What this task involves:
Only the lines from the line holding "Exercise. Identify every instance of the person's" through the final line of the entries below are to be returned, exactly as they stand.

Material shown:
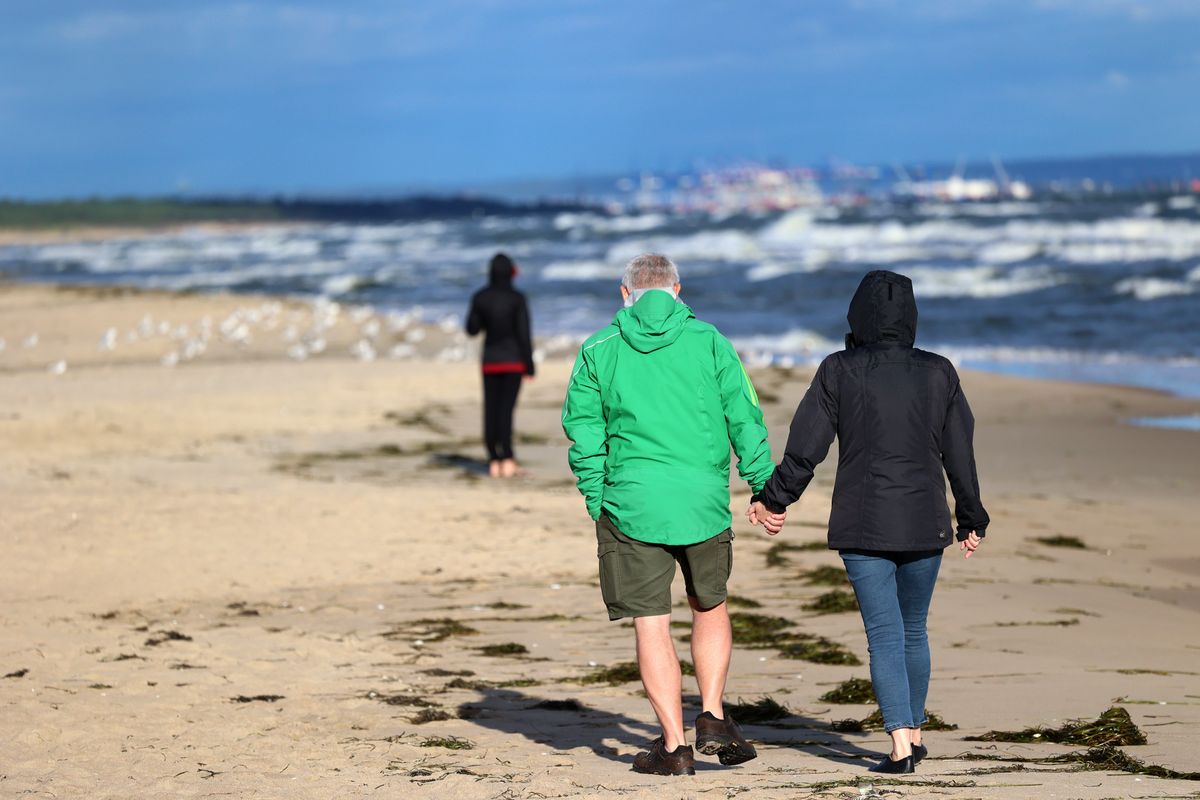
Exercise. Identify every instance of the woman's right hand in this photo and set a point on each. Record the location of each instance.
(970, 543)
(759, 515)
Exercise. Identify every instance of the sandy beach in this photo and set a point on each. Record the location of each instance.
(263, 571)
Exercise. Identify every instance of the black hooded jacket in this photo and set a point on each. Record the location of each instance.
(900, 417)
(502, 313)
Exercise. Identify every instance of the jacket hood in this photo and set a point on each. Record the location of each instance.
(501, 270)
(653, 323)
(883, 310)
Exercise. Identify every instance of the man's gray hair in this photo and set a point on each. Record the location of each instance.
(651, 271)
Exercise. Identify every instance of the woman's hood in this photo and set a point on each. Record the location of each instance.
(883, 310)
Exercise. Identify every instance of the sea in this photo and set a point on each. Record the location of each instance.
(1083, 288)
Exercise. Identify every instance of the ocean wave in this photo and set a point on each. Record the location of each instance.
(1153, 288)
(589, 270)
(981, 281)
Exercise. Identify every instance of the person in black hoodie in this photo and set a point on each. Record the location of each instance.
(501, 312)
(900, 417)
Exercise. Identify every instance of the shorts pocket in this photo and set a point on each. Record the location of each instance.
(610, 564)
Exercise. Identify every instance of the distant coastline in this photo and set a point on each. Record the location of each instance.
(166, 212)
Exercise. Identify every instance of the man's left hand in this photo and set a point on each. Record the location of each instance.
(759, 515)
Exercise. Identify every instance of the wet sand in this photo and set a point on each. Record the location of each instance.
(252, 576)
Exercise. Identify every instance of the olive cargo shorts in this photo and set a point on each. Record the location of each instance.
(635, 577)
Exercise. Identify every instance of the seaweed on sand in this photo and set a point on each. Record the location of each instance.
(624, 672)
(1114, 727)
(826, 576)
(833, 602)
(1107, 757)
(777, 554)
(1072, 542)
(430, 630)
(762, 710)
(167, 636)
(816, 649)
(874, 721)
(761, 630)
(569, 704)
(508, 649)
(400, 699)
(449, 743)
(853, 691)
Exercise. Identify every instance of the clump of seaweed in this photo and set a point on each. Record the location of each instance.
(449, 743)
(1072, 542)
(817, 649)
(833, 602)
(1107, 757)
(826, 576)
(167, 636)
(1114, 727)
(624, 672)
(762, 710)
(430, 630)
(874, 721)
(401, 699)
(751, 630)
(570, 704)
(853, 691)
(508, 649)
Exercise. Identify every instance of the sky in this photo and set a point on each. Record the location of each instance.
(210, 96)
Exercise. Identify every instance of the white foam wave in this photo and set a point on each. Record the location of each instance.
(981, 281)
(1153, 288)
(589, 270)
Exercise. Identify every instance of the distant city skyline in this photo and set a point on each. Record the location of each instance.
(141, 97)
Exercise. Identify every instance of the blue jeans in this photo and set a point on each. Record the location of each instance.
(893, 591)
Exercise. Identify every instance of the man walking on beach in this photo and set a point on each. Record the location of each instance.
(654, 402)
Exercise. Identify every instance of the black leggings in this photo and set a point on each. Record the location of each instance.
(499, 398)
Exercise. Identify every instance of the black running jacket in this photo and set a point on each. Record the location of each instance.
(501, 312)
(900, 417)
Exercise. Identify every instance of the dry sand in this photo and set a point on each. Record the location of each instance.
(244, 525)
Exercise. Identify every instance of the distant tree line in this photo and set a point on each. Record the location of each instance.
(171, 211)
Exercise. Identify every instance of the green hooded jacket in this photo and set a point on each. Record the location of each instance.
(654, 402)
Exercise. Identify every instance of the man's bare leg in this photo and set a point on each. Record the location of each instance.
(660, 675)
(712, 644)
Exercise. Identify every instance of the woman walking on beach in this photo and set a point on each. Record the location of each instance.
(501, 312)
(900, 417)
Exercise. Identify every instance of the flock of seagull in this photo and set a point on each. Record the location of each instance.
(303, 331)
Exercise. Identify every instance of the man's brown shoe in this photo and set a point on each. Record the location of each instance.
(659, 762)
(724, 739)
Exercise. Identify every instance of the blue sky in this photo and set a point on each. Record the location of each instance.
(217, 96)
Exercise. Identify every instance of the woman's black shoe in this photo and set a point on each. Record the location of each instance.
(904, 767)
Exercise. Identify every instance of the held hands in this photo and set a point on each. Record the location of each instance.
(970, 543)
(759, 515)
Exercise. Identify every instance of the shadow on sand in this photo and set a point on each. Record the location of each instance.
(570, 726)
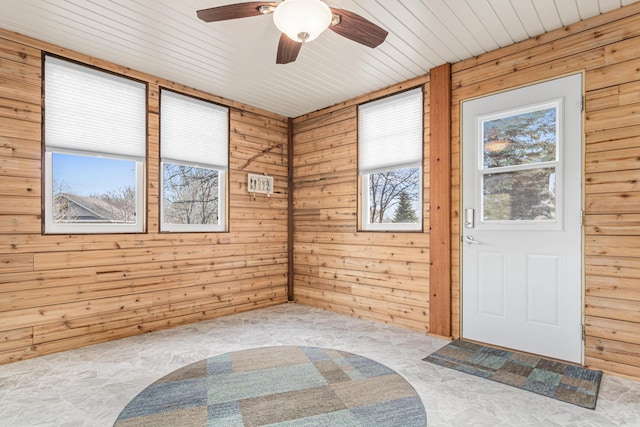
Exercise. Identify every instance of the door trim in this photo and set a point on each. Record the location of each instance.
(460, 228)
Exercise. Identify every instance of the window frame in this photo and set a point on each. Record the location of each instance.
(223, 177)
(49, 226)
(364, 201)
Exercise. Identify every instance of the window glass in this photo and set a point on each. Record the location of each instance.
(95, 139)
(520, 139)
(519, 161)
(194, 141)
(390, 162)
(528, 195)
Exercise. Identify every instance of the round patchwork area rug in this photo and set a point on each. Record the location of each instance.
(278, 386)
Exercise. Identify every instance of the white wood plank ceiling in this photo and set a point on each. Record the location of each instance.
(236, 59)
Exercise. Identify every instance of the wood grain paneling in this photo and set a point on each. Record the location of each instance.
(63, 291)
(605, 48)
(381, 276)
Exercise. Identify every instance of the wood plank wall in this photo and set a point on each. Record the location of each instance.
(64, 291)
(382, 276)
(607, 49)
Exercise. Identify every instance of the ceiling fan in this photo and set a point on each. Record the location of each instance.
(301, 21)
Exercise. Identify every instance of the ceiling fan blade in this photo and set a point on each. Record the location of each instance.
(358, 29)
(234, 11)
(287, 50)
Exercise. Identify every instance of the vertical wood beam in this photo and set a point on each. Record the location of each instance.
(290, 228)
(440, 199)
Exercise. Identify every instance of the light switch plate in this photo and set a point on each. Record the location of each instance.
(259, 183)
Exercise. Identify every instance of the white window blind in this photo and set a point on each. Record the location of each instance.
(93, 111)
(193, 131)
(390, 132)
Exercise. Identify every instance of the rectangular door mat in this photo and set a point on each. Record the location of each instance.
(562, 381)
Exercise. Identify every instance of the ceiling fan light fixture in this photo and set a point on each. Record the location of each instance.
(302, 20)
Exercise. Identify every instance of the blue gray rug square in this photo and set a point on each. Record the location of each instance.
(279, 387)
(562, 381)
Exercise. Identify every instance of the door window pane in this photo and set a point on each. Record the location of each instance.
(528, 195)
(520, 139)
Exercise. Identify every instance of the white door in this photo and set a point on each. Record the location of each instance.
(522, 219)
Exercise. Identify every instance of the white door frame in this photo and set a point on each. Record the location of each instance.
(464, 231)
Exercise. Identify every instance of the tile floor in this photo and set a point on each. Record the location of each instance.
(90, 386)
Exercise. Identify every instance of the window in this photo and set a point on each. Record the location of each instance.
(95, 141)
(194, 147)
(390, 133)
(519, 165)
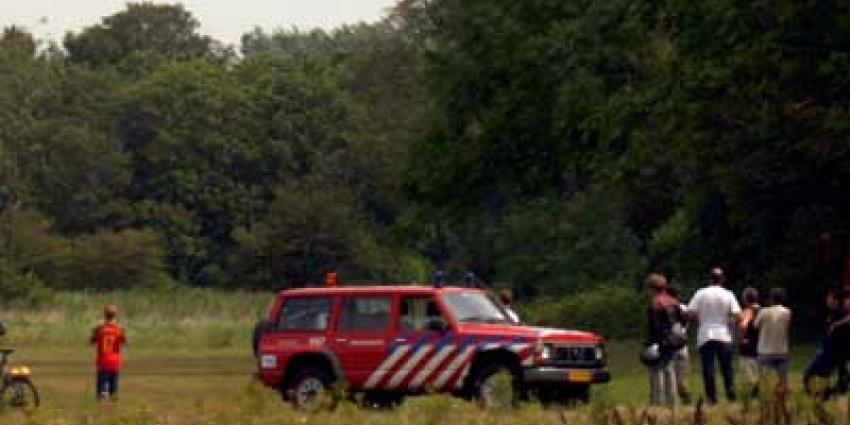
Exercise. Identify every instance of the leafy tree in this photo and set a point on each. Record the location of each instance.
(18, 41)
(169, 31)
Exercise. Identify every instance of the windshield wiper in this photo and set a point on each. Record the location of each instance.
(480, 319)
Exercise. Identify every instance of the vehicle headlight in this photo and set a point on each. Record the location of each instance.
(547, 352)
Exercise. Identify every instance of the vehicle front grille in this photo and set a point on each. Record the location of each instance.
(575, 355)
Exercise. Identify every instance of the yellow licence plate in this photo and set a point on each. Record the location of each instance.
(579, 376)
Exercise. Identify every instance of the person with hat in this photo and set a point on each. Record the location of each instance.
(108, 338)
(663, 342)
(716, 309)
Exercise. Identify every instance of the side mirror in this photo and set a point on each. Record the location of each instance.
(262, 327)
(436, 326)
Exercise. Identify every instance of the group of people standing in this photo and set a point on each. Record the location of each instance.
(761, 333)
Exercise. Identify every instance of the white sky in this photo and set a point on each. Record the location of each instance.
(225, 20)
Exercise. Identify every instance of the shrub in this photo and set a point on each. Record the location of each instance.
(18, 288)
(615, 312)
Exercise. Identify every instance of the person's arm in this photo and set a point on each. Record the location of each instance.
(746, 318)
(693, 307)
(842, 322)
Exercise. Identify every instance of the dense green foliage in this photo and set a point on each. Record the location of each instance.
(551, 146)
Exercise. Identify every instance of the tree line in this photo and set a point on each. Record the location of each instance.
(550, 146)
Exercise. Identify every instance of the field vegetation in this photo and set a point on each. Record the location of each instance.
(189, 362)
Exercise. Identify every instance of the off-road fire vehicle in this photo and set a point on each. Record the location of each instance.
(390, 341)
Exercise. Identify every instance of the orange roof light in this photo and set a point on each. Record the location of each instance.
(330, 279)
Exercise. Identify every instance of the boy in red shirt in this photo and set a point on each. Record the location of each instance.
(108, 338)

Solution to the exercise:
Exercise. Identify every instance of the person's arm in this photo and set a point on each. Record the location of each instance.
(746, 318)
(693, 307)
(842, 322)
Exercise. Identify every instance of the dense green foliage in this photo and set a point on each. Record the location of each instance.
(551, 146)
Exercise. Identify every instance of the tree line in this photo and set a point on each. Record the location of each instance.
(550, 146)
Exercise. Identify every instance of the field vegetation in this photo and set a point on each. Record the location of each instance.
(189, 362)
Exercise. Identify every instance of the off-road fire vehicle in this photo and set a point on each. Record the location of each instance.
(390, 341)
Exercise. Identify every instance of the orange roof light in this photo and set a point on each. Record the location of each instance.
(330, 279)
Exercise. Identify every instance of the boy in red shirt in this photo and set a point on each. Record the location of each instance.
(108, 338)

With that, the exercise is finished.